# Aufgabe A:
Erkläre anhand des vorgegebenen Textes, weshalb die Ich-Erzählerin eine eigene Schwangerschaft für ausgeschlossen hielt. Antworte in ein bis drei Sätzen.
# Aufgabe B:
Führe den Text über die Hl. Gianna und die Erinnerungen der Ich-Erzählerin im selben Ton fort, beginnend nach seinem letzten Satz.

# Vorgegebener Text:

Gianna konnte eine Abtreibung nicht mit ihrem Gewissen vereinbaren und legte ihr Leben und das ihres Kindes in Gottes Hand. Das Kind wurde nach einer schwierigen Schwangerschaft per Kaiserschnitt entbunden und war gesund, Gianna Molla starb an den Folgen der Operation. Sie gilt als Patronin der Schwangeren, der Ärzte und der ungeborenen Kinder und wird vor allem als Fürsprecherin in ausweglos erscheinenden Schwierigkeiten während der Schwangerschaft angerufen.

„Und was soll ich damit?“, dachte ich. Das passt ja überhaupt nicht. Trotzdem hatte ich augenblicklich haargenau das Gefühl, das ich damals bei Jesaja 45 gehabt hatte. Dass da irgendetwas passieren wird. Ich wischte den Gedanken weg. Ich würde sicher nicht schwanger werden. Erstens war ich ja schon 44, zweitens hatte ich den Bauch voller Myome, drittens verhütete ich. Zwar nicht per Pille, aber auf „natürlichem“ Weg, also durch genaue Körperbeobachtung und Abstinenz. Ich kenne meinen Körper. Dachte ich.

Im März 2017 begann ich halbtags im Altenheim zu arbeiten, in meinem neuen Job als Demenzbetreuerin. Es war zwar nicht gerade erfüllend (vor allem der Mangel an Pflegekräften lastete schwer auf dem betrieblichen Miteinander), aber es brachte regelmäßig etwas auf dem Konto. Ich war weiterhin zufrieden, die Hl. Gianna hatte ich längst vergessen.

Aus einem Datensatz entnommene Zeilen
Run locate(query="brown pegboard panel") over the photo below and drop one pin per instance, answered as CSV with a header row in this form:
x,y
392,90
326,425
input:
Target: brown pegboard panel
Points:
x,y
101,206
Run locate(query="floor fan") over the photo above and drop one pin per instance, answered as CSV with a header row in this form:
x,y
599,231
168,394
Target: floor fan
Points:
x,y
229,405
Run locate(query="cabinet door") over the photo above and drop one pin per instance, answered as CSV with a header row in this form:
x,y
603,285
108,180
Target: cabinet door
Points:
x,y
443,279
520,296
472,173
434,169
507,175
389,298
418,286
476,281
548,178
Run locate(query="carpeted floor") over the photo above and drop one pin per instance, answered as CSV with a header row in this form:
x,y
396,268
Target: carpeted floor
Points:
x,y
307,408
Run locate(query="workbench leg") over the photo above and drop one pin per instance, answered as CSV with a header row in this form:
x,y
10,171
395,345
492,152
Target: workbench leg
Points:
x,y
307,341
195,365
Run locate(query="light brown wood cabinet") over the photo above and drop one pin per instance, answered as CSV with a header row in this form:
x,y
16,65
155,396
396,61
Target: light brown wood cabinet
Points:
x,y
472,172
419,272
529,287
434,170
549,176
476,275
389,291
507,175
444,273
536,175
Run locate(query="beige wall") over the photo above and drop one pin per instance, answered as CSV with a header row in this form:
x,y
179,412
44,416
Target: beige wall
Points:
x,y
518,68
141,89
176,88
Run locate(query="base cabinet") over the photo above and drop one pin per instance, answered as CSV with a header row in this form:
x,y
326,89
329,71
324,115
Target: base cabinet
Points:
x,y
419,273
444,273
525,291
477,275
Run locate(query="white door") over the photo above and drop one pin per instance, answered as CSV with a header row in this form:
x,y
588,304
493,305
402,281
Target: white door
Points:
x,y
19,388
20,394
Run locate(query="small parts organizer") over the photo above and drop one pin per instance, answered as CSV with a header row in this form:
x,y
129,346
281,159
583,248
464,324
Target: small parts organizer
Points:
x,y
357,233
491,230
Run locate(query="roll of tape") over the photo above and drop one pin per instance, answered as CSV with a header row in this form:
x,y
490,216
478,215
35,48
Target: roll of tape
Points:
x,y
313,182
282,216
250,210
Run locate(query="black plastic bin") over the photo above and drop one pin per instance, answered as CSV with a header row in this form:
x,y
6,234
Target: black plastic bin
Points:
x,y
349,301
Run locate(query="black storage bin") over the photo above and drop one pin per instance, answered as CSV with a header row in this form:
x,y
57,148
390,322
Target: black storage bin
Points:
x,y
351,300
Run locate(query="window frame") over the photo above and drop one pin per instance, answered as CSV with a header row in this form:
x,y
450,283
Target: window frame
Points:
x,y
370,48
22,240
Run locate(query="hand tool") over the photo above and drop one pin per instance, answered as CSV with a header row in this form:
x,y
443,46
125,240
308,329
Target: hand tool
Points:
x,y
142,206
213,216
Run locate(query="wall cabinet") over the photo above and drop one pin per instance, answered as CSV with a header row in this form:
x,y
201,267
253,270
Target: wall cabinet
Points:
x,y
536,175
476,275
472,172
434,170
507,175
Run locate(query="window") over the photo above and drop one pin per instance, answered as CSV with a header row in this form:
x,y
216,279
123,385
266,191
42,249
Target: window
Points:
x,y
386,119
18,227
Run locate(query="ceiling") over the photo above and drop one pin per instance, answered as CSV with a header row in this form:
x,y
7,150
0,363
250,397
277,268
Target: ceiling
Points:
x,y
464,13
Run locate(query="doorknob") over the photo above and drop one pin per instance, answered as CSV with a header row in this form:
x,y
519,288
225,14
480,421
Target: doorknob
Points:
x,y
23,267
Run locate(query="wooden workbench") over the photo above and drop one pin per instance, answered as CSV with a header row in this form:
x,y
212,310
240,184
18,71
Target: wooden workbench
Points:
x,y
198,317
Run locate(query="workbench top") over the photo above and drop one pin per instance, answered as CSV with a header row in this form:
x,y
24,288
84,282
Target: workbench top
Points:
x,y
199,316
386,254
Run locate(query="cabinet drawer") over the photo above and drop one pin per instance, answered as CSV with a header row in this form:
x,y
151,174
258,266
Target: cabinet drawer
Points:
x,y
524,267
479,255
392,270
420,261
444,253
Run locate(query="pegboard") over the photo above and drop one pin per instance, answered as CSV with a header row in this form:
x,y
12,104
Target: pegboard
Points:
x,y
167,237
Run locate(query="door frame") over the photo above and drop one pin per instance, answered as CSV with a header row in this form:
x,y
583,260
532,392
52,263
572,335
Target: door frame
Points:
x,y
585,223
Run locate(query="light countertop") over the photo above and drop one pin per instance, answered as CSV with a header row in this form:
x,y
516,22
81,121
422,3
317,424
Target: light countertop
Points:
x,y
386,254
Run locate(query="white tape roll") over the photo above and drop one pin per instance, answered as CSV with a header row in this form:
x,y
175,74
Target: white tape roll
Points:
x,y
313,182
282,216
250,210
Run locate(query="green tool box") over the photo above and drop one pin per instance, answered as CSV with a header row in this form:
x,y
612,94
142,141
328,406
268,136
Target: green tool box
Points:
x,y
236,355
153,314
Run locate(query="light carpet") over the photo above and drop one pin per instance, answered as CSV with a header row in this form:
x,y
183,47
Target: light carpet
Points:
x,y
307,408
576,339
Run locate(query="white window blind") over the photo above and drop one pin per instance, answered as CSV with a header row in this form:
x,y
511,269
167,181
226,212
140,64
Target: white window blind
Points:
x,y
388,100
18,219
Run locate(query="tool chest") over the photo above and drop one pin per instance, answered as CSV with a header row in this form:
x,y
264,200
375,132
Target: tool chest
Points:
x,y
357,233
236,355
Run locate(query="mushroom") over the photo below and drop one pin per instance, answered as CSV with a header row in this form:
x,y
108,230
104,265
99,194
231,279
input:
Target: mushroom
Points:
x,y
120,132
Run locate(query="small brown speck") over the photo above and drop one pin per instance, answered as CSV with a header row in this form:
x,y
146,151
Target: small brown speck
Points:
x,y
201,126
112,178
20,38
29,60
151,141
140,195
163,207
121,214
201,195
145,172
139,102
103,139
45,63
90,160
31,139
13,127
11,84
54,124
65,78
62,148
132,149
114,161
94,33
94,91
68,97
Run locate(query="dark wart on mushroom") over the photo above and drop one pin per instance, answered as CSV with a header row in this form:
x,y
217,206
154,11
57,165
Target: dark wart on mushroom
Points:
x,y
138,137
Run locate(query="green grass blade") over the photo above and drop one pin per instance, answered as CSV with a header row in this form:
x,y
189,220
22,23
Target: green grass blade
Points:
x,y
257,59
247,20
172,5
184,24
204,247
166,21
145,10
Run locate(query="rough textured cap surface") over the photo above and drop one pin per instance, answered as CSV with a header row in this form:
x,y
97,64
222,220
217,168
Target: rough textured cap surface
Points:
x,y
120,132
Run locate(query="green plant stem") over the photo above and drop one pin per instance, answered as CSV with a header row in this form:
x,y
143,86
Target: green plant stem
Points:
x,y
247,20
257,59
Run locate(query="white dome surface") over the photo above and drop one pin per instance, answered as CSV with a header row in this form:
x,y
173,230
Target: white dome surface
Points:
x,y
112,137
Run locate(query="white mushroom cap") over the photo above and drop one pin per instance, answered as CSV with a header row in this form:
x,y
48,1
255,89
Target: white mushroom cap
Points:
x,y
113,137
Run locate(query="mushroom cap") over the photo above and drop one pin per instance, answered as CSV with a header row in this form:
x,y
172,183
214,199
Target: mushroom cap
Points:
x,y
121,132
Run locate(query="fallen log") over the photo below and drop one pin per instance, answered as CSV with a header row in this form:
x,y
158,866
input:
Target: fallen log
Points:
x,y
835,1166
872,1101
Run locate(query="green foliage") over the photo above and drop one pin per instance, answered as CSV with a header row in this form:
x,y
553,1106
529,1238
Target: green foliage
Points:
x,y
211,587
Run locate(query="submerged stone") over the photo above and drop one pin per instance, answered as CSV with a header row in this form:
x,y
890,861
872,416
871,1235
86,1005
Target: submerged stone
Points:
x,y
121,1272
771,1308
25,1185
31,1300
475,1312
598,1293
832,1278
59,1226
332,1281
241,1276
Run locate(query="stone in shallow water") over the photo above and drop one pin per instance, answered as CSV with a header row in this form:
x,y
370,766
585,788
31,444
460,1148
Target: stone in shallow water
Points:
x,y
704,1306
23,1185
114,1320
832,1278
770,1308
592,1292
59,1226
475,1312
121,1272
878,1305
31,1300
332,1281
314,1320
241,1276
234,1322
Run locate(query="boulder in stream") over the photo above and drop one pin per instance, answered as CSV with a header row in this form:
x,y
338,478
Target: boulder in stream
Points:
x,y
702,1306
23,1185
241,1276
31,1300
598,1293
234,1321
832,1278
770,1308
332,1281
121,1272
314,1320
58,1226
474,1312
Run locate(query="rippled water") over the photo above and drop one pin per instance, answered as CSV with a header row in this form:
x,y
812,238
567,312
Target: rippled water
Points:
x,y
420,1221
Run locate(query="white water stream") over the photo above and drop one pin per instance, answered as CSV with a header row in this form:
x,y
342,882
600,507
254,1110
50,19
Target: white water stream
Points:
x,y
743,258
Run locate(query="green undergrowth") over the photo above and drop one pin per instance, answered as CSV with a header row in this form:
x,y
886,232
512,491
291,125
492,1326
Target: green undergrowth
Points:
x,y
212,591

# Lösung A:
Sie hielt eine Schwangerschaft für ausgeschlossen, weil sie bereits 44 Jahre alt war und ihr Bauch voller Myome war. Außerdem verhütete sie, zwar nicht mit der Pille, aber auf natürlichem Weg durch genaue Körperbeobachtung und Abstinenz.

# Lösung B:
Im Juni 2017 blieb auf einmal meine Periode aus. Dazu kamen seltsame, bisher nicht gekannte ziehende Schmerzen im Unterleib, aber keine Periodenschmerzen. Ich hielt es erst mal für eine Entzündung oder so etwas.

Dann machte ich einen Schwangerschaftstest.

Wie erstarrt und völlig fassungslos hockte ich auf dem Klo und beobachtete, wie sich der zweite Streifen blau färbte.

Das konnte nicht sein. Das durfte nicht sein. Ich begann zu weinen und rannte zu meinem Freund.

Der wurde blass und nahm mich in den Arm.

„Der Test ist positiv. Ich bin wahrscheinlich schwanger.“ – „Was heißt wahrscheinlich?“ – „Ich muss zur Frauenärztin. Wenn die es bestätigt, ist es so.“

Christoph schluckte.

Dann umarmte er mich noch fester, rang um Fassung und sagte mit zitternder Stimme, aber entschlossen: „Wenn es so ist, hoffe ich, dass ich dir ein guter Mann sein kann.“

Kein Vorwurf. Kein Fluchtversuch. Er übernahm sofort Verantwortung. Und dafür liebe ich ihn.

Am Tag darauf saßen wir beide im Wartezimmer meiner Frauenärztin Fr. Dr. Iwan. Ich zitterte.

Sie untersuchte mich und meinte: „Nun, so richtig kann ich da nichts erkennen….zumindest keine Schwangerschaft. Aber da ist etwas. Sie haben da einen ziemliche großen Tumor oder eine Zyste am Eierstock. Und das macht mir Sorgen.“

„Was?!“

„Ich kann Ihnen nicht genau sagen, was das ist. Aber es muss auf jeden Fall raus. Ob Sie zusätzlich schwanger sind, weiß ich nicht, ich sehe hier erstmal nichts, auch ein Tumor kann in manchen Fällen das Hormon produzieren, das während der Schwangerschaft aufgeschüttet wird. Ich müsste da noch mal Blut nehmen. Kommen Sie morgen wieder.“

Mit diesem niederschmetternden Ergebnis gingen wir nachhause.

Am nächsten Tag war es klar.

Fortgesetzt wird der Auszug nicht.